(Input material begins)
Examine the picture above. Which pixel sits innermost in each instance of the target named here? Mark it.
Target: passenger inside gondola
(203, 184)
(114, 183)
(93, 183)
(Input material ends)
> Assigned task
Would you copy out all the entries above without changing a single character?

> Completed task
Examine the picture above. Which pixel sits innermost in each instance of the target named here? Mark it.
Target: passenger inside gondola
(203, 184)
(114, 183)
(93, 183)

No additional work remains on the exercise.